Set problem: Reproduce verbatim the portion of the penguin Bayes rule text that runs from "Randomly select a" up to and including "and posterior probabilities.".

Example 8.5 Continuing Example 8.3. Suppose that among Antarctic penguins of these three species, 44.2% of Adelie, 19.8% are Chinstrap, and 36.0% are Gentoo. Suppose that 83.4% of Adelie penguins are below average weight, 89.7% of Chinstrap penguins are below average weight, and 4.9% of Gentoo penguins are below average weight (that is, below 4200g).

Randomly select a penguin and suppose it is below average weight. We are interested in classifying the species of the penguin.

  1. Frame this problem in the context of Bayes rule: Identify the hypotheses, prior probabilities, evidence, likelihood, and posterior probabilities.




  2. Prior to observing the penguin’s weight, how many times more likely is it to be Adelie than to be Gentoo?




  3. How many times more likely is it for a penguin to be below average weight given that it is Adelie than given that it is Gentoo?




  4. Compute the posterior probability of each species given that the penguin is below average weight. Given that the penguin is below average weight, how many times more likely is it to be Adelie than to be Gentoo?




  5. How are the ratios in the three previous parts related?




  • Bayes rule is often used when there are multiple hypotheses or cases. Suppose \(H_1,\ldots, H_k\) is a series of distinct hypotheses which together account for all possibilities, and \(E\) is any event (evidence). \[\begin{align*} P(H_j |E) & = \frac{P(E|H_j)P(H_j)}{P(E)}\\ & = \frac{P(E|H_j)P(H_j)}{\sum_{i=1}^k P(E|H_i) P(H_i)}\\ & \\ P(H_j |E) & \propto P(E|H_j)P(H_j) \end{align*}\]
  • The symbol \(\propto\) is read “is proportional to”. The relative ratios of the posterior probabilities of different hypotheses are determined by the product of the prior probabilities and the likelihoods, \(P(E|H_j)P(H_j)\).
  • The marginal probability of the evidence, \(P(E)\), in the denominator simply normalizes the numerators to ensure that the updated conditional probabilities given the evidence sum to 1 over all the distinct hypotheses.

Recorded data:
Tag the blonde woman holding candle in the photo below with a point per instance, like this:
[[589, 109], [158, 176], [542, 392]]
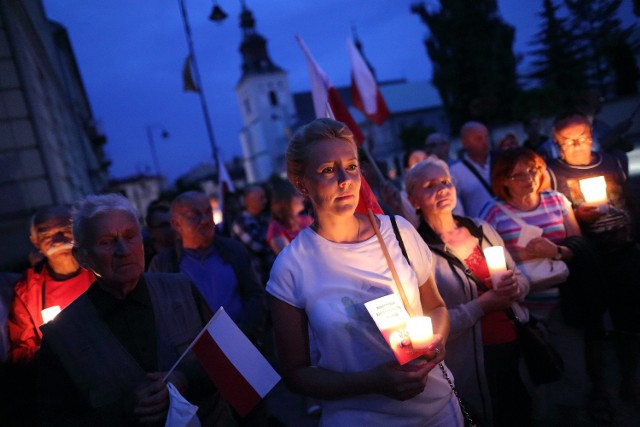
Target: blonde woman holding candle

Answer to this task:
Randomly select a penguin and suppose it is below average weight. We are interested in classifying the species of the penguin.

  1. Frame this problem in the context of Bayes rule: Identify the hypotheses, prior probabilities, evidence, likelihood, and posterior probabilities.